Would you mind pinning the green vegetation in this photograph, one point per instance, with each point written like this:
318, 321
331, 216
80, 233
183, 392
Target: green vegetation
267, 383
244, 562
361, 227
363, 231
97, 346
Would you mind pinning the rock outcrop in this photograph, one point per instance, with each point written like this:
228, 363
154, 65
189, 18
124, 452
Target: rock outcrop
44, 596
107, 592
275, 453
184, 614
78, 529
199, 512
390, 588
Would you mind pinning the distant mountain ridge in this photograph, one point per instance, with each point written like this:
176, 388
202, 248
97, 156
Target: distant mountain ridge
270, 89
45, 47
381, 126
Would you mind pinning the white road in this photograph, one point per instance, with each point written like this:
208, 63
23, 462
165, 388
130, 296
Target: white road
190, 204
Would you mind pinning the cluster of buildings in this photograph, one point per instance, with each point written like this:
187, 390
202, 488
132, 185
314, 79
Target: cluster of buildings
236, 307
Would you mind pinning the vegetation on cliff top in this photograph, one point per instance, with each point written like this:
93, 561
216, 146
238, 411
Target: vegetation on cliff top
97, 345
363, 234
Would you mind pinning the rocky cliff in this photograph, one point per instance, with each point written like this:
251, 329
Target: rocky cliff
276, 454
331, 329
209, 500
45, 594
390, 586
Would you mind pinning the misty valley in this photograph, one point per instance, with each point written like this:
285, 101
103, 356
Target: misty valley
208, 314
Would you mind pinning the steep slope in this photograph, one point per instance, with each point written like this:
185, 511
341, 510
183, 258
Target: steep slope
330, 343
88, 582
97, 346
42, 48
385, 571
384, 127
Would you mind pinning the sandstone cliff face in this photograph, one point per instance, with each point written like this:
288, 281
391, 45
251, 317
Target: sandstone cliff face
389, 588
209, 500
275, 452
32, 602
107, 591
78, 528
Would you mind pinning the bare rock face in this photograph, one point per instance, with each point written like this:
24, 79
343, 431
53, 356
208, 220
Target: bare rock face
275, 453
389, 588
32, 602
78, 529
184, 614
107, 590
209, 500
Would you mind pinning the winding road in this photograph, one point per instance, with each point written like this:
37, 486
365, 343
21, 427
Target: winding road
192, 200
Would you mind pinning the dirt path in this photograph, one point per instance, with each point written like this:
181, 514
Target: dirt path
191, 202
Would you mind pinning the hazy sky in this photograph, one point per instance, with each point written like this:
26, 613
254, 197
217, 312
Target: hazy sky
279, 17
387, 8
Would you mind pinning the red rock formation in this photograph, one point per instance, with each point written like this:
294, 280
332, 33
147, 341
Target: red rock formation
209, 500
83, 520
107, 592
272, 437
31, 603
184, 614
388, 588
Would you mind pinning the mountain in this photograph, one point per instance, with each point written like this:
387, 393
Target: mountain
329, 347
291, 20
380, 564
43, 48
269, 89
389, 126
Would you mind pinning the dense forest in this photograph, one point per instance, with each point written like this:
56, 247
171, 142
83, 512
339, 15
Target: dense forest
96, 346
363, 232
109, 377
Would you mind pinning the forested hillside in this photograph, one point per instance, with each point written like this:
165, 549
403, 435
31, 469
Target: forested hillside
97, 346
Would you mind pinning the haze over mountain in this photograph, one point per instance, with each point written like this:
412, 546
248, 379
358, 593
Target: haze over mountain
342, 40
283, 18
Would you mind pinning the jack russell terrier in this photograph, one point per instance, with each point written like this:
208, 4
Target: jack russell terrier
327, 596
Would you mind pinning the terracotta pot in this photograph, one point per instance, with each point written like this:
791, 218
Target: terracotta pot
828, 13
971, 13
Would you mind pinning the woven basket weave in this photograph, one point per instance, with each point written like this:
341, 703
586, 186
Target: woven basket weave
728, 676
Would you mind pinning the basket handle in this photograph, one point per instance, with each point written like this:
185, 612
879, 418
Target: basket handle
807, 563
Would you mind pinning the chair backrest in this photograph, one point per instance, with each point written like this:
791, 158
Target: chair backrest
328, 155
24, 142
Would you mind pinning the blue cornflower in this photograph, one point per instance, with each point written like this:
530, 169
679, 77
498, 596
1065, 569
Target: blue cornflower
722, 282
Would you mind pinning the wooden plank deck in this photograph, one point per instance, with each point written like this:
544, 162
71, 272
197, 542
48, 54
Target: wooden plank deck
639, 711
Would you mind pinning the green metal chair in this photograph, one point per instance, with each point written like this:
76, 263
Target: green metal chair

### Task goal
Rewrite every line from the one containing "Would you mind pinning the chair" through the last of the entries, inclusive, and include the requests. Multiply each coordinate in the answers by 0.85 and round it to a whole number, rounding halves up. Leave the numbers in the requests and their sample points unchanged.

### Output for this task
Would you mind pinning the chair backrest in this photograph, one point per instance, with each point written like this:
791, 158
Target: chair backrest
279, 132
20, 121
Would you mind pinning the blue cornflower in this photograph, one point per instance, with each point written like this:
530, 169
679, 77
498, 596
1065, 569
Target: blue cornflower
614, 240
Would you mind pinning the wooden plank deck in this photograph, one point per instance, with each point written like this:
544, 162
71, 272
197, 542
48, 54
Target: wooden plank deck
543, 604
Would you mind pinning the green metal chair in this photograph, one point per instance, with each point written like this:
76, 263
Target: green metal chair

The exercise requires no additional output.